• DIRECTIONS FOR THIS TASK: Beginning with the line that contains "positive clicks: (94, 237) (97, 147)" in the material below, print each line exactly until the line that contains "box: [0, 68, 79, 366]" has been printed, then stop.

• DATA EXTRACT:
=== Section Start ===

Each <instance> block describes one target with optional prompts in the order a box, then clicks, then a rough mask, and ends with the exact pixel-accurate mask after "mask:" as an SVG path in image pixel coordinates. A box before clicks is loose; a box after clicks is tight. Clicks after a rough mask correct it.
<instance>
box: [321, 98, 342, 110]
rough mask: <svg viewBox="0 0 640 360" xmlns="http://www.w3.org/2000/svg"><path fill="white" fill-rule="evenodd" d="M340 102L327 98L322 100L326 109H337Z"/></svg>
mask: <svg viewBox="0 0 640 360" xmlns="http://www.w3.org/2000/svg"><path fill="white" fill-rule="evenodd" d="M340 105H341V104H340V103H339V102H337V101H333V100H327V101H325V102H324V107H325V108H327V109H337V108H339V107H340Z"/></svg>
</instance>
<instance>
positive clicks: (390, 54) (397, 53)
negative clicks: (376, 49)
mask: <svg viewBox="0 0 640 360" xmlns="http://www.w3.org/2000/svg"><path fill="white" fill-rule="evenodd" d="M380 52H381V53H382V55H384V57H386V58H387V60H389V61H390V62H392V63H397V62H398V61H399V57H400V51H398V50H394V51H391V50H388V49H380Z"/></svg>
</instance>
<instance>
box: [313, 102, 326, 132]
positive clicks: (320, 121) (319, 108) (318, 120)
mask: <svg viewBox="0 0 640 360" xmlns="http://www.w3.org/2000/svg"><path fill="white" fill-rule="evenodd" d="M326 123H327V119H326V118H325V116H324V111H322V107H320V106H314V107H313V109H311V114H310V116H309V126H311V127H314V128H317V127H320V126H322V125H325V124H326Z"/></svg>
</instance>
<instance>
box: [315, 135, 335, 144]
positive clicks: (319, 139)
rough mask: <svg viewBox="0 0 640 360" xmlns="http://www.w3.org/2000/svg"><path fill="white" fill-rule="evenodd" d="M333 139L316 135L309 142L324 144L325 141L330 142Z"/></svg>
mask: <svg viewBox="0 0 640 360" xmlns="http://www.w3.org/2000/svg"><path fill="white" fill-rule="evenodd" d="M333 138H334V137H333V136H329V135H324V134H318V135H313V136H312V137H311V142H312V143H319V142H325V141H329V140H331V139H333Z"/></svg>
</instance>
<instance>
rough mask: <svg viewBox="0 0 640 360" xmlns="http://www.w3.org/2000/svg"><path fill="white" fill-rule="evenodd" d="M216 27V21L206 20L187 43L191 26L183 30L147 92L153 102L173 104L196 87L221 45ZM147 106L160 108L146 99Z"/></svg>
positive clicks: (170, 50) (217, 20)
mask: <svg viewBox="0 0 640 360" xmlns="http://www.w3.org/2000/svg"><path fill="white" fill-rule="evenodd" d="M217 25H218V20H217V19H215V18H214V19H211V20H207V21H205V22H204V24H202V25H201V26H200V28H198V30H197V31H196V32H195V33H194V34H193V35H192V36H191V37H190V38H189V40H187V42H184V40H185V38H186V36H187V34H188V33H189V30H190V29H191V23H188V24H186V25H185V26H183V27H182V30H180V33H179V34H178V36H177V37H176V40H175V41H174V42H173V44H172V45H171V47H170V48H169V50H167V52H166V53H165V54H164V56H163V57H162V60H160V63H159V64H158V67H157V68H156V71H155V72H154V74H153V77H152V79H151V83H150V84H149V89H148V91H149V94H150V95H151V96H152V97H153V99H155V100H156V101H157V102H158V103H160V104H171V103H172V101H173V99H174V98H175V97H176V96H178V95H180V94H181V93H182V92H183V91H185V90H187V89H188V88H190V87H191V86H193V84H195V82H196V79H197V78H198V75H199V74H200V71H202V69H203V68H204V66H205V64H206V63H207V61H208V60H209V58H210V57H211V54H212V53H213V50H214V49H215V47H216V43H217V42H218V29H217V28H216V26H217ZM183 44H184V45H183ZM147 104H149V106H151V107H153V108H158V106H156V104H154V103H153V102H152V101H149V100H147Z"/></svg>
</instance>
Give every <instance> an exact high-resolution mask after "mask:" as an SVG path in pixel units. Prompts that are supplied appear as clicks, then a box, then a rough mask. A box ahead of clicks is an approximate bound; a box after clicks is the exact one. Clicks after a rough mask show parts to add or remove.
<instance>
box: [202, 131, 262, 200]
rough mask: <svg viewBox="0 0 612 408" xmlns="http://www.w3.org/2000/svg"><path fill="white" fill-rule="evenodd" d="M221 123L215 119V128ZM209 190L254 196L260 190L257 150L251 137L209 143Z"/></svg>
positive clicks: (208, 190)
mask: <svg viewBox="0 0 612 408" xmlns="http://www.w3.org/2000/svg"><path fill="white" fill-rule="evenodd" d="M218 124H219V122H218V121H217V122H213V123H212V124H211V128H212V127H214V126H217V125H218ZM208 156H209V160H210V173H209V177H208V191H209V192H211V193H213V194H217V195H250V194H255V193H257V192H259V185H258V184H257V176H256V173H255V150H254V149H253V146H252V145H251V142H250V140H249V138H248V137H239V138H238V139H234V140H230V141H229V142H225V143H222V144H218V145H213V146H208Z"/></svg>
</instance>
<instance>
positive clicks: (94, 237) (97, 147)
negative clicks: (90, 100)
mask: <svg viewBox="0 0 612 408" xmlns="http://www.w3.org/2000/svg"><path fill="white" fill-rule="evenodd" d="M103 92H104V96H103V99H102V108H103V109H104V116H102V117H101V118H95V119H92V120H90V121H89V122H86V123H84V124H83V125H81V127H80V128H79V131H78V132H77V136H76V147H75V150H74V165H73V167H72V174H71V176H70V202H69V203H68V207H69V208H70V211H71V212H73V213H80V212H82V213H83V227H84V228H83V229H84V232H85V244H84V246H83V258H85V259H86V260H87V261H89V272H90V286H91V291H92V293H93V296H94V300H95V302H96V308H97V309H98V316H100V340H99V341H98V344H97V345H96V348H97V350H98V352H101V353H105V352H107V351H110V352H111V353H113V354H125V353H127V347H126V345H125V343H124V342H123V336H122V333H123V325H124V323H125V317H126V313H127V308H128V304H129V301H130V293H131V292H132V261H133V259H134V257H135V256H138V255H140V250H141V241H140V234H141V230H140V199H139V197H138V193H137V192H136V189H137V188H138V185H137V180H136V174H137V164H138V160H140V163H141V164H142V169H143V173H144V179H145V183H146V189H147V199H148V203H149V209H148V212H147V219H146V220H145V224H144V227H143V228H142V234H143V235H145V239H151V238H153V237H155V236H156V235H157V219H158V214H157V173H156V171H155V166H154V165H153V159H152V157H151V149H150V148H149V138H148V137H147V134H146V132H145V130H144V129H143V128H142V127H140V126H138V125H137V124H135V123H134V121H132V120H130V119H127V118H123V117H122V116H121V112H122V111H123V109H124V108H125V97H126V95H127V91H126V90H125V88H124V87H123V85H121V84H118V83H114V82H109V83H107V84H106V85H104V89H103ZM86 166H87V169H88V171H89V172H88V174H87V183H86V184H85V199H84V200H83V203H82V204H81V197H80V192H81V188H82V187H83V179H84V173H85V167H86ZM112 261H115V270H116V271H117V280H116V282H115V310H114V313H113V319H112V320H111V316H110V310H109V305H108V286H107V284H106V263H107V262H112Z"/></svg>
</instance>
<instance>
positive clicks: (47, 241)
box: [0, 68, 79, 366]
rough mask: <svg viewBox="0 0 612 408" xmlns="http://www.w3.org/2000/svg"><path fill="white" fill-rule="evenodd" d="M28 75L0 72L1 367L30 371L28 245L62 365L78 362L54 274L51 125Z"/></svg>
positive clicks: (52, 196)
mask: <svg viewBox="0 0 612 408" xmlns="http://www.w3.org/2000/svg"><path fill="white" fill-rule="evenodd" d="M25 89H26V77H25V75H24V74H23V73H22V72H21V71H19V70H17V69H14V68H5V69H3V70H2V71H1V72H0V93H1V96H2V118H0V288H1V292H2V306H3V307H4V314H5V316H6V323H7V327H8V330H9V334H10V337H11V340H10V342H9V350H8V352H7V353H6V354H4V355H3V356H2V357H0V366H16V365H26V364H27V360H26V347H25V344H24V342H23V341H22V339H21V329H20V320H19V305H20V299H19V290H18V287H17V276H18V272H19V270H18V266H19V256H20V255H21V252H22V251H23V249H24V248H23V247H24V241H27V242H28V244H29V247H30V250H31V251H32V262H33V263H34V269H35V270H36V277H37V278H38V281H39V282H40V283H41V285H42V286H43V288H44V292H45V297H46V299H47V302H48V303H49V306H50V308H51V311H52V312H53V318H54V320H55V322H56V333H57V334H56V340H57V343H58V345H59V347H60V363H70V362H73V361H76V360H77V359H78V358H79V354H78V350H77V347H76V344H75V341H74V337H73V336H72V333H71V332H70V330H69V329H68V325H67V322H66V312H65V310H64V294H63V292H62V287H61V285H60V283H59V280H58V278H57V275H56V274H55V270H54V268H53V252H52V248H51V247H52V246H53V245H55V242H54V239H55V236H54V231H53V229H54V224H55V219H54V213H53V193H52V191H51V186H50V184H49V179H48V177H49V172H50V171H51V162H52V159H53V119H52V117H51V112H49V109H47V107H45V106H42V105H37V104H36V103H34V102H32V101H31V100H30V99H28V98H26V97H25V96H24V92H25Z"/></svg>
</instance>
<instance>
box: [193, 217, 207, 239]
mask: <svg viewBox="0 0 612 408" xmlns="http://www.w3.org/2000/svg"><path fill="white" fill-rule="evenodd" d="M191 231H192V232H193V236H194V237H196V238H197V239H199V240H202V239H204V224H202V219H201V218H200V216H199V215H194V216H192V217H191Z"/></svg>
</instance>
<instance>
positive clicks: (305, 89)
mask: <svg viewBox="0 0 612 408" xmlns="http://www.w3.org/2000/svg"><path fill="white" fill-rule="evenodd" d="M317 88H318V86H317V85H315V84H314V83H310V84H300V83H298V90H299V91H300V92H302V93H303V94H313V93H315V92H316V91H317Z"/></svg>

=== Section End ===

• EXERCISE ANSWER:
positive clicks: (94, 237) (97, 147)
negative clicks: (90, 100)
mask: <svg viewBox="0 0 612 408" xmlns="http://www.w3.org/2000/svg"><path fill="white" fill-rule="evenodd" d="M103 92H104V96H103V99H102V108H103V109H104V116H102V117H101V118H95V119H92V120H90V121H89V122H86V123H84V124H83V125H81V127H80V128H79V131H78V132H77V136H76V147H75V150H74V165H73V167H72V174H71V176H70V202H69V203H68V207H69V208H70V211H71V212H73V213H80V212H82V213H83V227H84V228H83V229H84V232H85V244H84V246H83V258H85V259H86V260H87V261H89V272H90V286H91V291H92V293H93V296H94V300H95V302H96V308H97V309H98V316H100V340H99V341H98V344H97V345H96V348H97V350H98V352H101V353H105V352H107V351H110V352H111V353H113V354H125V353H127V347H126V345H125V343H124V342H123V336H122V333H123V325H124V323H125V317H126V313H127V308H128V304H129V301H130V293H131V292H132V261H133V259H134V257H135V256H138V255H140V250H141V241H140V234H141V230H140V199H139V197H138V193H137V192H136V189H137V188H138V185H137V180H136V174H137V164H138V160H140V163H141V164H142V169H143V173H144V179H145V183H146V189H147V199H148V203H149V209H148V212H147V219H146V220H145V224H144V227H143V228H142V234H143V235H145V239H151V238H153V237H155V236H156V235H157V219H158V214H157V173H156V171H155V166H154V165H153V159H152V157H151V149H150V148H149V138H148V137H147V134H146V132H145V130H144V129H143V128H142V127H140V126H138V125H137V124H135V123H134V121H132V120H130V119H127V118H123V117H122V116H121V112H122V111H123V109H124V108H125V97H126V95H127V91H126V90H125V88H124V87H123V85H121V84H118V83H114V82H109V83H107V84H106V85H104V89H103ZM86 166H87V169H88V171H89V172H88V174H87V183H86V184H85V199H84V200H83V203H82V204H81V197H80V192H81V188H82V187H83V179H84V173H85V167H86ZM112 261H115V270H116V271H117V280H116V282H115V310H114V313H113V319H112V320H111V316H110V310H109V305H108V286H107V284H106V263H107V262H112Z"/></svg>
</instance>
<instance>
positive clicks: (47, 241)
box: [0, 68, 79, 366]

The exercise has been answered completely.